_TO BE DONE_
a: Answer these questions from the blog post on archiving, one answer per line with the same marks:
(i) Which conference does the writer plan to recap?
(ii) What was the writer doing while listening to the Thursday session?
(iii) What is the space on the writer's domain where the writer has archived old sites called?
b: Please list every conference or session that the blog post on archiving names.
c: Put this sentence from the blog post on archiving into Spanish: "I was thinking that this approach is pretty much post mortem, saving the web bits before they vanish wholesale."

_SOURCE EXTRACT_

Archiving as You Go

Oi, I have many a blog draft bouncing in the brain to recap last week’s outstanding Reclaim Open Conference– if you missed out pretty much of the activity and sessions is sitting there openly for you to rewild your ideas.

Ideally I would have had this post done prior to my Small Piecers Still Loosely Joined session (itself one of saif draft blog posts), but really, who cares about chronologic oder anyhow. I thought of this while listening to the Thursday session on Replacing a live site with a high-fidelity web archive mirror— I was listening while driving so missed the screen postions, but am keen to look at the web archiving capabilities of Archive Webpage using webrecorder.

I’ve had some runs at archiving my own sites in my Web Bones space of this domain. Some of the buried bones are domains I owned but let go, others are from external web services that have gone belly up where I have beem able to grab copies of exports. I was thinking that this approach is pretty much post mortem, saving the web bits before they vanish wholesale.

But another approach that I have found useful are practices that are doing some of the work while you are still using them. A key example has long before He Who Shall Remain Not Named vanquished the platform I will only call Twitter, I was luck to put into play an archive of my tweets that was updated while the platform was one Iw as actively using.

A run of records:
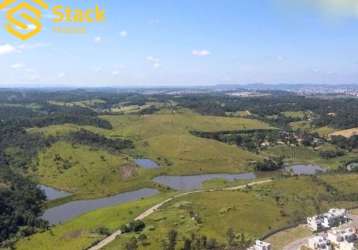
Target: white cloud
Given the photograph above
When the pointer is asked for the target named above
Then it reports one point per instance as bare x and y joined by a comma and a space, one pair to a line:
25, 46
17, 66
29, 27
97, 39
97, 69
347, 8
200, 53
154, 61
123, 33
7, 49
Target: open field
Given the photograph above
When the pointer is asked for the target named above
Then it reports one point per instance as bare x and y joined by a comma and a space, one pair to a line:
346, 133
88, 172
80, 233
295, 114
282, 239
305, 155
166, 138
282, 202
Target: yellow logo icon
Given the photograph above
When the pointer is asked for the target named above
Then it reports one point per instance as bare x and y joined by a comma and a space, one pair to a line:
18, 28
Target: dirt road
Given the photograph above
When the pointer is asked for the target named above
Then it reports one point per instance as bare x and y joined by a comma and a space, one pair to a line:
151, 210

_SOLUTIONS TO EACH TASK_
a:
(i) The Reclaim Open Conference.
(ii) Driving.
(iii) Web Bones.

b:
- Reclaim Open Conference
- Small Piecers Still Loosely Joined
- Replacing a live site with a high-fidelity web archive mirror

c: Pensaba que este enfoque es prácticamente post mortem: salvar los pedazos de la web antes de que desaparezcan por completo.